Stored records:
>>>>
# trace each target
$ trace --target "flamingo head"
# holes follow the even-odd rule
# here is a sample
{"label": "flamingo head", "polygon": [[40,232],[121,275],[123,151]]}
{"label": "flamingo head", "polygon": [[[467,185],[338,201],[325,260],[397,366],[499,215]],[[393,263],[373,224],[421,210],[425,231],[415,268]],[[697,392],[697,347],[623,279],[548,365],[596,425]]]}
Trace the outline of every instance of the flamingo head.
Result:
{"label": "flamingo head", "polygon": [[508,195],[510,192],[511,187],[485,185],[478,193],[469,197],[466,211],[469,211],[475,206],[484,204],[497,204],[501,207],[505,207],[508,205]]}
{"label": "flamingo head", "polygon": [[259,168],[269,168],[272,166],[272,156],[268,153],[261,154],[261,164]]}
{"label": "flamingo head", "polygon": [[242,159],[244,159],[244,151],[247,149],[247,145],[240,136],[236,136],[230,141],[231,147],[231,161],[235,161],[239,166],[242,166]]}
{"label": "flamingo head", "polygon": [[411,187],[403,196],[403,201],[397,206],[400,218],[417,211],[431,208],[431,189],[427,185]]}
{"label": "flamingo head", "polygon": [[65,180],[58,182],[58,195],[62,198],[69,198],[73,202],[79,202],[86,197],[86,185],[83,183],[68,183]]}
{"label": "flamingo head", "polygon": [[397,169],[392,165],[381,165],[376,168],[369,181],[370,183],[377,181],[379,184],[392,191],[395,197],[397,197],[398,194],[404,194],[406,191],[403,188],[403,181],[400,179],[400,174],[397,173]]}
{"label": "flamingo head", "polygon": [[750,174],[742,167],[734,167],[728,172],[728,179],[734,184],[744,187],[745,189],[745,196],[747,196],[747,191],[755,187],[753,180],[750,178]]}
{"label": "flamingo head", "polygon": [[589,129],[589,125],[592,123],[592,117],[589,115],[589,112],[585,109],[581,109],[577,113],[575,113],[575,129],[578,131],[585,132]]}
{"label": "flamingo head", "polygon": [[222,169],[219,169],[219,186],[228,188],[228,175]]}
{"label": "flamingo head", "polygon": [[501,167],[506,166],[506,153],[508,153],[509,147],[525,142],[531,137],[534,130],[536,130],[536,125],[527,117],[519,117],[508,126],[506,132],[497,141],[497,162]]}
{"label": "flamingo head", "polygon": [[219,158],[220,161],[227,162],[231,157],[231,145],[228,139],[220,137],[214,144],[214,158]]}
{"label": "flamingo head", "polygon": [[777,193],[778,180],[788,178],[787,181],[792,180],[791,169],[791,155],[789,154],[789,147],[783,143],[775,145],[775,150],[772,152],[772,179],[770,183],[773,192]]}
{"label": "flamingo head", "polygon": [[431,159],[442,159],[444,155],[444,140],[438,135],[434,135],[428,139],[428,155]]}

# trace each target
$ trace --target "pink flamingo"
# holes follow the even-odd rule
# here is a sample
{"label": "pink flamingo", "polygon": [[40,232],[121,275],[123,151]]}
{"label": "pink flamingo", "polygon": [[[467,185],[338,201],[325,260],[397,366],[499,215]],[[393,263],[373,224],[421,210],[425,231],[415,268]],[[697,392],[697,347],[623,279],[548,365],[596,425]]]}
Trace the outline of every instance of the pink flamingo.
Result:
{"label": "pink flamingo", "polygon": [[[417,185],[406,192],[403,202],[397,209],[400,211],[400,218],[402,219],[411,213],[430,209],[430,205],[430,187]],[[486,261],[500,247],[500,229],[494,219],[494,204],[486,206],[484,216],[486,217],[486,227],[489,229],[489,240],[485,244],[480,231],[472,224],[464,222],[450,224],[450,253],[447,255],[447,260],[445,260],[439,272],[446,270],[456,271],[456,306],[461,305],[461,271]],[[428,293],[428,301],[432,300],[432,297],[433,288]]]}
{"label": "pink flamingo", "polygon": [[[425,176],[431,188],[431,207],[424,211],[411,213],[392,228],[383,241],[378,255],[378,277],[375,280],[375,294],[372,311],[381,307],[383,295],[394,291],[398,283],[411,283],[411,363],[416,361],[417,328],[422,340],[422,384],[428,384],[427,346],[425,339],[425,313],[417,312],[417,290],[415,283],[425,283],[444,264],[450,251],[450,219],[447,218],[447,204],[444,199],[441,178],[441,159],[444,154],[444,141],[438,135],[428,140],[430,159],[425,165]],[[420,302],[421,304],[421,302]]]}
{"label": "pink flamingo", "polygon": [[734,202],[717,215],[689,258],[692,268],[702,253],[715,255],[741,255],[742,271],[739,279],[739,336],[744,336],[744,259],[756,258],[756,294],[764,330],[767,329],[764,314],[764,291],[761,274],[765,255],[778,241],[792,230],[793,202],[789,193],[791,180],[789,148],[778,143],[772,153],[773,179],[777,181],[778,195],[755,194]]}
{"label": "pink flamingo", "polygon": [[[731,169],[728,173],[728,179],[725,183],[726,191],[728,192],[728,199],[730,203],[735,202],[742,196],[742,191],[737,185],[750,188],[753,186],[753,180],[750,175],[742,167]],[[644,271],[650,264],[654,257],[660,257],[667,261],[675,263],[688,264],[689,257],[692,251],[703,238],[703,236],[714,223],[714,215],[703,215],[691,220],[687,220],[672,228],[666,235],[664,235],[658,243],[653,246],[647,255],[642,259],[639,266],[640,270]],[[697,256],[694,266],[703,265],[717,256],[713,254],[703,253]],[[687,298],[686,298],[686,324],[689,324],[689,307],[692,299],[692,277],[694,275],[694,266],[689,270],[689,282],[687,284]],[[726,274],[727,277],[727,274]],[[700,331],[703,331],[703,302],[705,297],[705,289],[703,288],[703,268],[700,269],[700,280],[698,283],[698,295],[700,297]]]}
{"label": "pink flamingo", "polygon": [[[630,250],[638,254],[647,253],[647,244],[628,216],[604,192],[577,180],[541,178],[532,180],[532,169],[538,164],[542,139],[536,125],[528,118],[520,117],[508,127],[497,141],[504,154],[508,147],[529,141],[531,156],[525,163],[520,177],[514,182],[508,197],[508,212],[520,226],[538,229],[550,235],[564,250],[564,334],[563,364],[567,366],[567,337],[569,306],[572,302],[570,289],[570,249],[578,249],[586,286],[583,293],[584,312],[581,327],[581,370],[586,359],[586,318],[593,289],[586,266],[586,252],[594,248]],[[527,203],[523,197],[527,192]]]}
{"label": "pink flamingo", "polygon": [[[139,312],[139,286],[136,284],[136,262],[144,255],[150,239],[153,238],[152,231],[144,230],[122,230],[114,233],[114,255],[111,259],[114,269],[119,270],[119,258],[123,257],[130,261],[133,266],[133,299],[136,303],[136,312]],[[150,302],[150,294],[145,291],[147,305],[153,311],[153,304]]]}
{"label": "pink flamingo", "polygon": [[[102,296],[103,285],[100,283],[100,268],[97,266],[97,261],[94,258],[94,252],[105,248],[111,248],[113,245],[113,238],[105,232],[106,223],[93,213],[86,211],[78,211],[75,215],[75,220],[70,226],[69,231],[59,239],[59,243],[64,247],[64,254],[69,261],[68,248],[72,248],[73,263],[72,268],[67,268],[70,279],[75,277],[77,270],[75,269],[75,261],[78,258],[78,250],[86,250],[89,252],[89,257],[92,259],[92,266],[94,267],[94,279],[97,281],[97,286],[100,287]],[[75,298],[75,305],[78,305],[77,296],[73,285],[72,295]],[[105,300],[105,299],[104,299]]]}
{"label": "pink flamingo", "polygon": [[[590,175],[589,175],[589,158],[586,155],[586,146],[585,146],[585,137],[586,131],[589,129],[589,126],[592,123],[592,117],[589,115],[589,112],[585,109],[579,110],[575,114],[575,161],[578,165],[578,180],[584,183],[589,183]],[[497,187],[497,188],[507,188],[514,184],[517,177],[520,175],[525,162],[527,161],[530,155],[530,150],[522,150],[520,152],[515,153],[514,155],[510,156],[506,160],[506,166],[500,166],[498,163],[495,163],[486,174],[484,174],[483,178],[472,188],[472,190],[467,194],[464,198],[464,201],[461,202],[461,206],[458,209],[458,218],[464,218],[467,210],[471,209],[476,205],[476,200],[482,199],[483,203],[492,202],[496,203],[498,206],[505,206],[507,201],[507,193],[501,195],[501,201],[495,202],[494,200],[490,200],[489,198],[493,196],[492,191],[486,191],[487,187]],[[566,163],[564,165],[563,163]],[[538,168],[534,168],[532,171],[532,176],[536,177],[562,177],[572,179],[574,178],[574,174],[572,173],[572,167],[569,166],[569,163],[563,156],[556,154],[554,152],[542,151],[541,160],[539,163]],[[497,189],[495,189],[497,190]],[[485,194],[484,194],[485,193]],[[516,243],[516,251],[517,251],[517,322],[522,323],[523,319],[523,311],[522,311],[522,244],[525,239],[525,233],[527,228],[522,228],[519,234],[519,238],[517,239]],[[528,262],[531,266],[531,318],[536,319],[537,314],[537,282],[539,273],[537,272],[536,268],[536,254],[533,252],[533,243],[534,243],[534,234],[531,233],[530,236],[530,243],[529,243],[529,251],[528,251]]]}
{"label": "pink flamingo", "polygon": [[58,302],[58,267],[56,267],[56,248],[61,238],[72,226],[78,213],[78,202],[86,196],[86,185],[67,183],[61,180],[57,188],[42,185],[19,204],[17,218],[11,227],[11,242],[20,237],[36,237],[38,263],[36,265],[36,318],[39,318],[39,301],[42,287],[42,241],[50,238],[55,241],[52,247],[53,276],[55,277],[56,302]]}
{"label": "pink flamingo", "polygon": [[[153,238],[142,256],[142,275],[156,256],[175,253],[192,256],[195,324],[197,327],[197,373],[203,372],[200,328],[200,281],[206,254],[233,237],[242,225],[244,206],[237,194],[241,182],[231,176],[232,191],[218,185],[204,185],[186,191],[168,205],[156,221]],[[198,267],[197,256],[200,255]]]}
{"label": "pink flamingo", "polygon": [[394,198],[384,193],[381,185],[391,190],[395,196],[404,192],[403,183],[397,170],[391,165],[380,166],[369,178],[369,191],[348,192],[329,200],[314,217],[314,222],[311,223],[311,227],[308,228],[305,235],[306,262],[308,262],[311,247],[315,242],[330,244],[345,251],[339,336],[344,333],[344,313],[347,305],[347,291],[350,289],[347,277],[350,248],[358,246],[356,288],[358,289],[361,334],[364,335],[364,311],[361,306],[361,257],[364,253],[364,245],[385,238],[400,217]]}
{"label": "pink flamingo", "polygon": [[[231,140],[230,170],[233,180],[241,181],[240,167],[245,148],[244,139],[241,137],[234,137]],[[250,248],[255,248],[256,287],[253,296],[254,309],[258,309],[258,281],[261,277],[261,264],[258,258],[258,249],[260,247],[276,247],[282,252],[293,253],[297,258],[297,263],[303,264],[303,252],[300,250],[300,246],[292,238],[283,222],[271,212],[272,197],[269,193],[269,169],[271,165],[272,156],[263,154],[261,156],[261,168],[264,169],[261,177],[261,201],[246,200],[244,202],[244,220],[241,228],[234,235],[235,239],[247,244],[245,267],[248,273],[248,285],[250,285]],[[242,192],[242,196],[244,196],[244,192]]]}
<<<<
Could you retype exactly the lines from the first one of the records through the line containing "Trace the outline of every instance of the flamingo", both included, and nothing more?

■ **Result of this exercise**:
# trace each target
$ trace --target "flamingo head"
# holes follow the even-odd rule
# here is a sample
{"label": "flamingo head", "polygon": [[40,232],[121,275],[123,151]]}
{"label": "flamingo head", "polygon": [[[467,185],[338,201],[325,260],[397,366],[499,215]],[[393,263],[373,224],[421,210],[425,231],[415,268]],[[697,392],[697,347],[623,279],[548,365],[596,425]]]}
Trace the outline of every instance of the flamingo head.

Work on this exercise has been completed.